ТЕКСТ ДЛЯ ЧТЕНИЯ>
Были и политические анекдоты.
«В Тегеране собрались Сталин, Рузвельт, Черчилль. Решают, как наказать Гитлера. Спросили у солдат. Ни американский, ни английский ничего путного не придумали. Русский солдат, недолго думая, говорит:
– Возьмите лом, докрасна нагрейте его и холодным концом – ему в зад.
– А почему холодным?
– Чтобы союзники не вытащили».
В глазах моего собеседника заиграла и расцвела искорка, она взлетела и рассыпалась по полкам, и там возникла снова под прелестную и любимую мелодию Джалалудина — его отца, где он, быть может, уже любил, но не познал.
– …Да, бриться я стал лишь после войны. Мне было 18 лет. И я умел только воевать и писать письма… Когда меня спросили бы, что ценного вынес из своей жизни, я бы не поставил все дворцы вместе взятые рядом с хотя бы одним фронтовым письмом. В них – все желания, боль и надежды моей молодости, известия из дома и судьбы близких и далеких людей, в них – весь мой Дагестан и та необозримая территория, называемая Советской страной, и где пуля, прошедшая через мое правое плечо и вещмешок, навечно связала меня с ними, оставив на них следы крови.

ВАША ЗАДАЧА>
Продолжите приведенный выше рассказ о военной юности и фронтовых письмах, начав сразу после его последней фразы.

НАБОР ДАННЫХ>
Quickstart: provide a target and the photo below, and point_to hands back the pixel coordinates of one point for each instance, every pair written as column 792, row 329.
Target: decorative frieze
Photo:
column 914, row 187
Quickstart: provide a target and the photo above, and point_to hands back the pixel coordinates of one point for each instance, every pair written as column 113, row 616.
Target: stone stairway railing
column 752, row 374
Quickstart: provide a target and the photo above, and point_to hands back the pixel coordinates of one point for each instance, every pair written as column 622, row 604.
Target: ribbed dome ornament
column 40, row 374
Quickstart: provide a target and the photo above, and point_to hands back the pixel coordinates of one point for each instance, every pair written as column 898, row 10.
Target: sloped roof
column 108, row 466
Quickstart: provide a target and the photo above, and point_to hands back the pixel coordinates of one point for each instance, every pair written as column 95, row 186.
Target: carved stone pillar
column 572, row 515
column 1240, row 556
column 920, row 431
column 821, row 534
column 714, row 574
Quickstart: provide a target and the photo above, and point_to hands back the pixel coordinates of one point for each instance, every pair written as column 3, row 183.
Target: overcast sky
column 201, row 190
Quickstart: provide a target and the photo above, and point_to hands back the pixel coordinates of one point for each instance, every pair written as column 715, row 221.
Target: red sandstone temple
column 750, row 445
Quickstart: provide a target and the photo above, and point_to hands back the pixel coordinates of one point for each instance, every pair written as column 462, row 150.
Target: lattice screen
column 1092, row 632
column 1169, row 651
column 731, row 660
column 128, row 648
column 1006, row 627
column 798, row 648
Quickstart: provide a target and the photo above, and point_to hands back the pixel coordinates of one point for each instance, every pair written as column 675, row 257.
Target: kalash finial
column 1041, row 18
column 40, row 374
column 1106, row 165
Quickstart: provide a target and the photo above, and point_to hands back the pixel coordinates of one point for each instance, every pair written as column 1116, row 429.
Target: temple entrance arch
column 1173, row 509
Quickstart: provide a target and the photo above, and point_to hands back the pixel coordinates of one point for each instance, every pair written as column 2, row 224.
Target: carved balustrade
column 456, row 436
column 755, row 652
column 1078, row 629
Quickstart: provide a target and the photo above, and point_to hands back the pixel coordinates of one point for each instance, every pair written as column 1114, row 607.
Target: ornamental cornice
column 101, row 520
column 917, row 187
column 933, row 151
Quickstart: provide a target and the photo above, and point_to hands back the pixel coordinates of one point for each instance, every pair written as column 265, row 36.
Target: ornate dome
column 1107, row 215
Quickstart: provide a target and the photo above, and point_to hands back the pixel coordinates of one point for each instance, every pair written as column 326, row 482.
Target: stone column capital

РЕЗУЛЬТАТ НИЖЕ>
Как-то в часть на мое имя пришел официальный конверт из Махачкалы. И я узнаю, что одно из моих писем почему-то понравилось и было напечатано. Меня просили писать побольше, как сражаются наши солдаты, что едят, кто и как отличился. Там же были сведения о наших дагестанцах, воюющих на других фронтах. Подписано оно было именем Александры Матвеевны Путерброт. Оказывается, эта женщина была ответственным секретарем в комиссии по истории Великой Отечественной войны, созданной при обкоме партии Дагестана, и через письма находила наших земляков. Сама переписывалась с ними, разыскивала их родных и близких, делясь своим теплом со всеми.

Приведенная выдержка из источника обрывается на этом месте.